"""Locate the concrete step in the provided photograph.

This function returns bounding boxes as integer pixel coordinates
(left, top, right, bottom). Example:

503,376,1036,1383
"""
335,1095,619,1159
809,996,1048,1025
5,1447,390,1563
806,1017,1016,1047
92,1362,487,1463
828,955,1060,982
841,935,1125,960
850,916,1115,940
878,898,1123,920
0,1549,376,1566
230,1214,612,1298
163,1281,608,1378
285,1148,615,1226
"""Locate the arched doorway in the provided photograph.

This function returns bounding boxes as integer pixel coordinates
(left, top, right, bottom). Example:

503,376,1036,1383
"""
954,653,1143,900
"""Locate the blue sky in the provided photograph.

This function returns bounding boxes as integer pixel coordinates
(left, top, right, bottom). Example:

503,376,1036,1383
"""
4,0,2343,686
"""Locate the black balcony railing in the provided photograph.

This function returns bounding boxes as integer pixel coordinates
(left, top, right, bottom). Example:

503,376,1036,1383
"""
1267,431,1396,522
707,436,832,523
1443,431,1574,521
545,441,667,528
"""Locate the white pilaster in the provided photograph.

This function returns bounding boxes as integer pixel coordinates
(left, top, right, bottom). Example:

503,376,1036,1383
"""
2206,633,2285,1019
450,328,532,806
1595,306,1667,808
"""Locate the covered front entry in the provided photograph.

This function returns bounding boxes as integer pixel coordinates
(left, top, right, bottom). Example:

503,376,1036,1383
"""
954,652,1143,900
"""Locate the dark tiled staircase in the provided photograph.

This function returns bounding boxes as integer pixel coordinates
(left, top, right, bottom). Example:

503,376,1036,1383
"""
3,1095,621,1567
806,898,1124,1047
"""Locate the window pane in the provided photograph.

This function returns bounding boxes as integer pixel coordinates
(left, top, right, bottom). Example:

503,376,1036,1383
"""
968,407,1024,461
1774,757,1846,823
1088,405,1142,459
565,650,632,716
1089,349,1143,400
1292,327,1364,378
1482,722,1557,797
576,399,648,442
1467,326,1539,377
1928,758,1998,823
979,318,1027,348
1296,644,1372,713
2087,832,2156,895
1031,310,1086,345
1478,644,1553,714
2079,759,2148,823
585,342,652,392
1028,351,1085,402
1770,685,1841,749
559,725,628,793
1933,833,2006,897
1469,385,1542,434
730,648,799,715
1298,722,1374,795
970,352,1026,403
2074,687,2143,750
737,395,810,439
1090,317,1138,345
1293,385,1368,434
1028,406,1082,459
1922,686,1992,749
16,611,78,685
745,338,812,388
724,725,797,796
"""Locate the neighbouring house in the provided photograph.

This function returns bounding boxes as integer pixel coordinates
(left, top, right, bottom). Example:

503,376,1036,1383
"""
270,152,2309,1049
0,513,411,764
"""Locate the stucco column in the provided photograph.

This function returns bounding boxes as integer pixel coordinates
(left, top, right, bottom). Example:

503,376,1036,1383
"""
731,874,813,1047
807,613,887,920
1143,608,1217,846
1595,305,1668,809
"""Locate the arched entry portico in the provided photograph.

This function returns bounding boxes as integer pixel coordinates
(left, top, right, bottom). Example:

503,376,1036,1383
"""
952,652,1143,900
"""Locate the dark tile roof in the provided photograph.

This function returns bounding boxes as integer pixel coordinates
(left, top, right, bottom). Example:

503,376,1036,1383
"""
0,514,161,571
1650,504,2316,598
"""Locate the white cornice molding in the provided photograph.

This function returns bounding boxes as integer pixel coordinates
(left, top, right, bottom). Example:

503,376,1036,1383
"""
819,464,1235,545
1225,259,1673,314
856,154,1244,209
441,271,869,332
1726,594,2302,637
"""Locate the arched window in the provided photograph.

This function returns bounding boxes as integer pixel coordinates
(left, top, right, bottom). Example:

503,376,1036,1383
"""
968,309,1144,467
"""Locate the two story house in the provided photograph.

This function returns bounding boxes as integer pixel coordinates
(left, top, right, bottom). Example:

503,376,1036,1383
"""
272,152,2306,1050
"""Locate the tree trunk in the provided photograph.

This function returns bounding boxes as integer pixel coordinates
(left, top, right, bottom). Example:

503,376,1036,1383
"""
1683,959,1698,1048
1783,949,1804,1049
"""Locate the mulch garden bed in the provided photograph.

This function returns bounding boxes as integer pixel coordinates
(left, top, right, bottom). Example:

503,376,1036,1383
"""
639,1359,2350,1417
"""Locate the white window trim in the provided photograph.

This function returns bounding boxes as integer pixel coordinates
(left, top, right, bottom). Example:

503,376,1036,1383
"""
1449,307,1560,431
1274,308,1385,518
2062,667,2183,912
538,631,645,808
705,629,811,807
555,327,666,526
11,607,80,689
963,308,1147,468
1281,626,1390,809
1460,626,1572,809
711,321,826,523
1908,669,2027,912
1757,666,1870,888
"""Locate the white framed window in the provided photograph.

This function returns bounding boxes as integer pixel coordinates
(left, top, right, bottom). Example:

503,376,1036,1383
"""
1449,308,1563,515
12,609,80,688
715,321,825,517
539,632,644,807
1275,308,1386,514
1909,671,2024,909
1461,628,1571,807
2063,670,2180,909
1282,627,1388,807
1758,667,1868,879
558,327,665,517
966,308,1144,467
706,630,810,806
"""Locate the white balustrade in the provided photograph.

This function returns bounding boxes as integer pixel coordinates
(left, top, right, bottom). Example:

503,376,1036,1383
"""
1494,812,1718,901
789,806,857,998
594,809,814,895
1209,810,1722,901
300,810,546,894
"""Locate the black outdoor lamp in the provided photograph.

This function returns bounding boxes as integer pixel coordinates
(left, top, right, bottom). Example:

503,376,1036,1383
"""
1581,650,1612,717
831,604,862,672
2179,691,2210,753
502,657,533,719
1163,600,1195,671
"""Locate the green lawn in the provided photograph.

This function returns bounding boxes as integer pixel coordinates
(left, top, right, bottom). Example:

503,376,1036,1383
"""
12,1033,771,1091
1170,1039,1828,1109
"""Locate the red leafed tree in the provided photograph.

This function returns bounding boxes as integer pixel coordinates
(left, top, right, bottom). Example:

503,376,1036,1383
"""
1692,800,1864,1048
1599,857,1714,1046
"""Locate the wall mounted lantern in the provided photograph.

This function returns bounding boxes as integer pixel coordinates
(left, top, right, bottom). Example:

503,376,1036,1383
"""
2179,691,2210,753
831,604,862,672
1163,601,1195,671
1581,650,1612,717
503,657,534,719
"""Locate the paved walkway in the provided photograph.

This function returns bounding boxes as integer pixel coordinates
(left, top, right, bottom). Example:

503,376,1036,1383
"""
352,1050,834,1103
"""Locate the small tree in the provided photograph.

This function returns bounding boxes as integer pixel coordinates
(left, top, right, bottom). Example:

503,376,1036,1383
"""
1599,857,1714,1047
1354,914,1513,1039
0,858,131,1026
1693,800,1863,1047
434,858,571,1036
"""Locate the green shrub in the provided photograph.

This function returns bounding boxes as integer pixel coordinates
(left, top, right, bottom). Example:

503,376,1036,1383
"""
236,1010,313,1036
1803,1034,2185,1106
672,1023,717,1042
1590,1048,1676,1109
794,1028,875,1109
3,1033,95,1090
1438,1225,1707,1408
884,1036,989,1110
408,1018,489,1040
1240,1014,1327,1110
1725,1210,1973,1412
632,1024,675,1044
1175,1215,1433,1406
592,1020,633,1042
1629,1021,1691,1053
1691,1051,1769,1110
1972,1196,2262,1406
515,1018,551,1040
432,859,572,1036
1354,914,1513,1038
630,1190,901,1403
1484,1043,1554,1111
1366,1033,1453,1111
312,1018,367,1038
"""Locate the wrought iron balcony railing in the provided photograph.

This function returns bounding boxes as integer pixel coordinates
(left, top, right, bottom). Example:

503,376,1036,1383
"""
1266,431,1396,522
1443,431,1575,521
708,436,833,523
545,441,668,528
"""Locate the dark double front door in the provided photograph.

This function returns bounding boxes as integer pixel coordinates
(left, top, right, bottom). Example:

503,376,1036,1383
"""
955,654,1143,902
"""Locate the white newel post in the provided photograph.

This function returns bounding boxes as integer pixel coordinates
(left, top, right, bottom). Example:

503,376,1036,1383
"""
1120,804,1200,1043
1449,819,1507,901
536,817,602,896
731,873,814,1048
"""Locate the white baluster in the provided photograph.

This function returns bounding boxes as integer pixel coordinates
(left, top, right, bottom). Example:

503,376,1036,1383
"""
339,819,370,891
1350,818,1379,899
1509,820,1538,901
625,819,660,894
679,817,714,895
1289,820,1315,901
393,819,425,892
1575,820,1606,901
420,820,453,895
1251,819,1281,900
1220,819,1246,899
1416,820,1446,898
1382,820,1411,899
****
# AIM OF THE TASK:
Only the number should be given: the count of lines in the entries that contain the string "entry".

# RESULT BELOW:
2